▸ GIVEN REQUEST 1: In the bandwidth analyzer guide, which model flags outliers in bandwidth patterns?
▸ GIVEN REQUEST 2: Continue the bandwidth analyzer guide from where it stops.

Ever looked at a graph that showed “100% bandwidth utilized” and still couldn’t answer why? Or noticed those mysterious 2 A.M. spikes that vanish before you can tcpdump them? This guide shows how to build a lightweight, AI-assisted bandwidth analyzer that runs from your Linux shell. You’ll collect packet metadata with tshark, turn it into time-windowed features, train an anomaly detector, and monitor in real time—all scriptable, reproducible, and friendly to encrypted traffic.

What you’ll get:

  • A capture-to-features Bash pipeline using tshark + awk

  • A tiny Python model (Isolation Forest) that flags outliers in bandwidth patterns

  • Ready-to-run commands and scripts, including install instructions for apt, dnf, and zypper

Why this works:

  • You don’t need payloads to understand bandwidth behavior—headers and simple counts (bytes, packets, protocol mix) are enough to spot unusual periods.

  • AI baselines your normal, then highlights unusual bursts, drops, or protocol shifts—even when your averages look “fine.”

  • It’s lightweight and respects least privilege (no long-running root processes).


Prerequisites and Install

We’ll use:

  • tshark (the Wireshark CLI) for packet metadata

  • vnstat for quick interface stats

  • iperf3 for controlled test traffic

  • Python 3 + pip + a few ML libs

  • setcap to capture without root

Install with your package manager:

  • Debian/Ubuntu (apt)

▸ COLLECTED MATERIAL:
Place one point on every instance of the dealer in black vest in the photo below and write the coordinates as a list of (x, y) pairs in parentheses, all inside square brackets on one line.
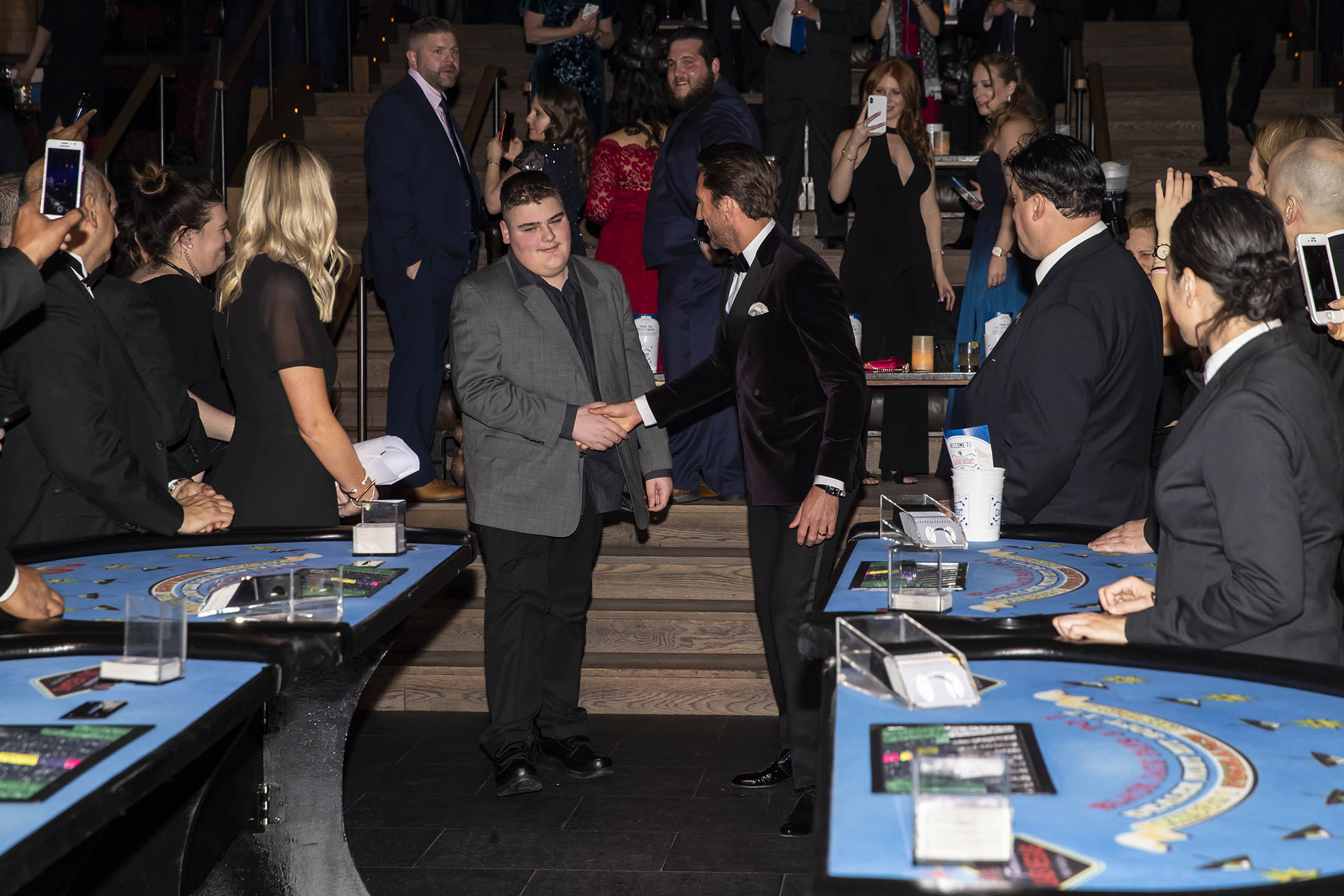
[(785, 347)]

▸ EXPECTED ANSWER 1: An Isolation Forest.

▸ EXPECTED ANSWER 2:
sudo apt update
sudo apt install -y tshark iperf3 vnstat python3 python3-pip libcap2-bin
  • Fedora/RHEL/CentOS (dnf)
sudo dnf install -y wireshark-cli iperf3 vnstat python3 python3-pip libcap
  • openSUSE (zypper)
sudo zypper refresh
sudo zypper install -y wireshark-cli iperf3 vnstat python3 python3-pip libcap-progs

Grant non-root capture safely:

sudo groupadd -f pcap
sudo usermod -a -G pcap $USER
sudo chgrp pcap /usr/bin/dumpcap
sudo chmod 750 /usr/bin/dumpcap
sudo setcap cap_net_raw,cap_net_admin=eip /usr/bin/dumpcap
# Log out and back in so new group applies

Python packages:

python3 -m pip install --user --upgrade pip
python3 -m pip install --user pandas scikit-learn joblib

Overview of the Pipeline

1) Baseline your link quickly (vnstat, iperf3)
2) Capture and aggregate metadata in fixed windows (tshark + awk)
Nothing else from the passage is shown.